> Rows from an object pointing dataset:
————————

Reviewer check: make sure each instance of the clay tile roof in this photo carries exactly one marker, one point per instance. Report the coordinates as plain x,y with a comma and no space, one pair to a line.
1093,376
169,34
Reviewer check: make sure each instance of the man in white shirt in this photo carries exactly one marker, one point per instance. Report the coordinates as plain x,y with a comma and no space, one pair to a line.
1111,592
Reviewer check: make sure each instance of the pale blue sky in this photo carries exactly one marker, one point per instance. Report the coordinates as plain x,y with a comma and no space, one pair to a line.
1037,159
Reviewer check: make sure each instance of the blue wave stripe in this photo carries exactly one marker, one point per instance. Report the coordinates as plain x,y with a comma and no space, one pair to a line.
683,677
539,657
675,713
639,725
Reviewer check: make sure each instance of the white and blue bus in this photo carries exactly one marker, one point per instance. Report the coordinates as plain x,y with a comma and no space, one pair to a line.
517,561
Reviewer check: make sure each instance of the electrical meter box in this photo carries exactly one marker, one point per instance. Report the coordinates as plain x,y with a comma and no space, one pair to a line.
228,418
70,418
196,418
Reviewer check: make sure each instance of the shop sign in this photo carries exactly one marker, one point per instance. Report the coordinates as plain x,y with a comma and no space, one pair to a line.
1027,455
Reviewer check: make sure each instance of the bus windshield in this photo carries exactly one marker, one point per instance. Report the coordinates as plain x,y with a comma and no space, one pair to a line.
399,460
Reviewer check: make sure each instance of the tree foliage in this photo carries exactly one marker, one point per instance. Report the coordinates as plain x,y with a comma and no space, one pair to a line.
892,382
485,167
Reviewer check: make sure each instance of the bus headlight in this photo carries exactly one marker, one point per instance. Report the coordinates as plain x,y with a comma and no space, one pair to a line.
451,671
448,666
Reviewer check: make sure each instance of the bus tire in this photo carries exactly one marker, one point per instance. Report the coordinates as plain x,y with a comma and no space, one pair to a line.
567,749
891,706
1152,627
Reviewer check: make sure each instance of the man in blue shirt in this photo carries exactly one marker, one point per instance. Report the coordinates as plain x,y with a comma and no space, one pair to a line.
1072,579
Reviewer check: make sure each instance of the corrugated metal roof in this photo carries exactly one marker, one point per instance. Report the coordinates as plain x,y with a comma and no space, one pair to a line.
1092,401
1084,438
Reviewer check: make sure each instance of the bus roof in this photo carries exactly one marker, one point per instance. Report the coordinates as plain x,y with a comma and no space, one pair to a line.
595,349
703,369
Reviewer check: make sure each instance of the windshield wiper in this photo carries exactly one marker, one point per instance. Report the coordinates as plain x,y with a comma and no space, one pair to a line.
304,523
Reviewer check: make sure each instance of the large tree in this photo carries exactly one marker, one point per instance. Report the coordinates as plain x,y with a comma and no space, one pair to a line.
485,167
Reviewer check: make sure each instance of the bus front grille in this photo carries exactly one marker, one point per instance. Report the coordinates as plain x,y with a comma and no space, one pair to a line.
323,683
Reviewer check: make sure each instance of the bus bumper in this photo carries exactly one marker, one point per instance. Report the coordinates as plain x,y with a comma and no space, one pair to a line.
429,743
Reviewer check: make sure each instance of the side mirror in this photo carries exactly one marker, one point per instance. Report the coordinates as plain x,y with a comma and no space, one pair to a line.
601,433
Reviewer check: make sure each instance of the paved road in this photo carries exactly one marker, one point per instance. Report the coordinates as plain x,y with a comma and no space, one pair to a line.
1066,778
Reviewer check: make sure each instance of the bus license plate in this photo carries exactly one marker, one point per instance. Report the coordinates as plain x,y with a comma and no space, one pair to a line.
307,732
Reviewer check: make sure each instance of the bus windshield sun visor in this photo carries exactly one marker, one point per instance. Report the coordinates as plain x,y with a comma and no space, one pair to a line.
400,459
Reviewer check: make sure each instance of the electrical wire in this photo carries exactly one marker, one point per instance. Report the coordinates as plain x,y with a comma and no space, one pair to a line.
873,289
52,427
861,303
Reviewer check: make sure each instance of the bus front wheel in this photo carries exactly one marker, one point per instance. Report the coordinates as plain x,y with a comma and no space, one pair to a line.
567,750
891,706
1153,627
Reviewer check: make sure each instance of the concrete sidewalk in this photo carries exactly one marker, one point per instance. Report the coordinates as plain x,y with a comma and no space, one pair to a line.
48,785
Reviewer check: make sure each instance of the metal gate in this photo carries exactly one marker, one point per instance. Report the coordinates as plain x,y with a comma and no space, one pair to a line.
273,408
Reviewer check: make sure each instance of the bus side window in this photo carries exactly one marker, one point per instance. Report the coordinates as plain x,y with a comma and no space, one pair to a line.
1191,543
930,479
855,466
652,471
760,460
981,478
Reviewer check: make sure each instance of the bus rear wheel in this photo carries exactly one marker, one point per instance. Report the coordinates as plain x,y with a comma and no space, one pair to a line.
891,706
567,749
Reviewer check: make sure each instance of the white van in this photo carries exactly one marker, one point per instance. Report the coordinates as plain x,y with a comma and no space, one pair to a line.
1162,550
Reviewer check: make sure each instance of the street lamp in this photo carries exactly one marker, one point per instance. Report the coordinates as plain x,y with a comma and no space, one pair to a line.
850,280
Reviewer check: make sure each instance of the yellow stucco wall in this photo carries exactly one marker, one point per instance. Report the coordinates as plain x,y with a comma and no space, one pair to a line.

————————

> Task goal:
Put every one of the lines above into a numbered list, leaving out any blank lines.

> Response to this task:
1. Reviewer check: make sure each instance of the clay tile roof in this photo carries exactly one marker, one point per instance. Report the coordinates as plain x,y with a comma and no space, one pair to a line.
2. 1093,376
3. 169,34
4. Reviewer check: make sure each instance of the man in white shirt in this photo carries exactly one marker, one point per instance. Report the coordinates as plain x,y with a comma and no space, one pair to a line.
5. 1111,592
6. Reviewer check: make sure each instance of the pale blue sky in this photo carries exactly one marker, one point per instance. Report the coordinates as plain x,y with a comma and no space, one pair to a line.
7. 1037,159
8. Reviewer check: make sure each instance of the blue wave stripe in this photo carries exactly one marker, one point per instance. Report the coordinates as plain x,y with a comma and no space, one pair to a line.
9. 683,677
10. 539,657
11. 675,713
12. 639,725
13. Reviewer check: make sure each instance of the white and blue bus in this photo carries exactly one marker, one point per instance. Report the coordinates as plain x,y with a comma and no space, one pair to a line.
14. 517,561
15. Reviewer check: make sure each instance of the electrical meter box in this photo carries exactly one marker, one point per instance. Report the coordinates as plain x,y with a comma and no space, one pair to a line.
16. 228,418
17. 70,418
18. 196,418
19. Reviewer check: make sure each instance of the shop sign in this photo carries exactly one marker, one point per instance. Report the coordinates as plain x,y with a comma and no space, one pair to a line.
20. 1027,455
21. Reviewer check: make sure each instance of the bus windshield in this photo carries exactly one marker, one point per instance. Report the coordinates as plain x,y with a comma and no space, one pair to a line.
22. 399,460
23. Reviewer check: make sure each instance of the tree foliage in this photo carries exactly one marker, one point per instance. Report the coordinates as plain x,y with a comma and no space, one pair to a line.
24. 892,382
25. 485,167
26. Reviewer check: make sure each instance of the bus headlight in this photo carries exactly one marker, one point per instance. Report the coordinates as plain x,y with a comma and no space, one pair to a line.
27. 451,671
28. 448,666
29. Reviewer check: make sure each instance of the bus tire in this photo carries exactly one marker, one point per instance. Report the coordinates as plain x,y with a comma and no space, one pair to a line.
30. 567,749
31. 891,706
32. 1152,627
33. Reviewer check: make sure each instance of the man in blue shirt in this photo carries exactly one marker, one point per instance. Report the coordinates as plain x,y with a comma and no space, one pair to a line.
34. 1072,579
35. Reviewer check: make sure each instance of the corrugated metal roof in this photo carries exactly one marker, one point per instance. Report the coordinates as plain x,y with a comma and no space, one pair to a line.
36. 1092,401
37. 1084,438
38. Reviewer check: make sure each instance of the bus roof in this photo carries exactly one marker, one point per instance. Report the coordinates as plain x,y with a comma and no space, one pair to a line.
39. 595,349
40. 703,369
41. Reviewer check: make sure each instance of the windshield wiper in this photo carries exactly one marker, one point per instance. Report the coordinates as plain x,y with a comma and no space, one pair to a line.
42. 304,523
43. Reviewer check: make sure each instance of the large tree in this photo carries exactly one marker, one point per instance. Report the coordinates as plain x,y with a comma and no space, one pair to a line.
44. 485,167
45. Reviewer check: make sure each instance of the bus front grille in this photo carries exactly one marker, one point per instance. Report the coordinates as plain x,y with a comma and no space, one pair to a line.
46. 323,683
47. Reviewer check: make sure each instance of the bus bumper in this photo carries exactly one marker, one point per instance. Report the coordinates as plain x,y with a comma and no space, one pair to a line.
48. 429,743
49. Reviewer check: make sure each instance of the side mirror in this photo carries exactly one marker, one point per instance. Report the coordinates as plain x,y with a comma and no space, one pair to a line.
50. 601,433
51. Reviewer check: make sure each instance of the paved road in this photo carries exactly one marker, one point per instance. Report the coordinates as plain x,y with a comma and no space, one pair to a line.
52. 1066,778
53. Reviewer check: make sure each instance of the bus license plate in this photo carries exactly one marker, one point per instance. Report the coordinates as plain x,y with a comma and no space, one pair to a line.
54. 307,732
55. Reviewer check: make sure each instance of the bus windshield sun visor in this photo carries exactly one marker, one point per instance. Report the coordinates as plain x,y with a comma and no space, one pair to a line.
56. 400,459
57. Reviewer check: make sure each instance of the electrical wire in this photo carries exactly one marker, one point per instance. Report the coordinates as plain x,y with a comma and no space, one pair to a line.
58. 873,289
59. 52,427
60. 861,303
61. Reviewer check: make sure each instance of the bus front wheel in this photo carries exactly one marker, one point per instance. Report the coordinates as plain x,y with a comma and no space, one pair to a line.
62. 567,750
63. 891,706
64. 1153,627
65. Reviewer check: make sure each instance of the concrete sidewalk in this photo carries exactly one marker, one point per instance. Report the coordinates as plain x,y with a comma and no space, one pair to a line.
66. 48,785
67. Reviewer check: make sure each instance of the metal gate in this photo carries exactly one marker, one point per instance. Report the coordinates as plain x,y with a comma and no space, one pair to a line.
68. 273,408
69. Reviewer check: make sure each instance of the bus side window in this photo carries exactly one marker, one point per instance. Report the coordinates as plain x,y with a comma and no space, one pair to a line.
70. 1191,543
71. 930,479
72. 855,466
73. 652,471
74. 760,460
75. 981,478
76. Reviewer check: make sure each instance of the bus rear wheel in this photo carries exactly one marker, one point per instance. Report the coordinates as plain x,y with a comma and no space, one pair to a line.
77. 891,706
78. 567,749
79. Reviewer check: make sure each instance of the white van in this photo carries exactly one marker, one point per instance. Report the coordinates as plain x,y with a comma and no space, one pair to a line.
80. 1162,550
81. Reviewer check: make sure each instance of the street lamp in this photo carries exactly one marker, one point per instance. Report the coordinates as plain x,y with a comma and no space, one pair to a line.
82. 850,280
83. Reviewer check: make sure each instance of the yellow stucco wall in this photo carries exactly one marker, one point per instance. Report the coordinates as plain x,y with a comma and no space, one pair to a line.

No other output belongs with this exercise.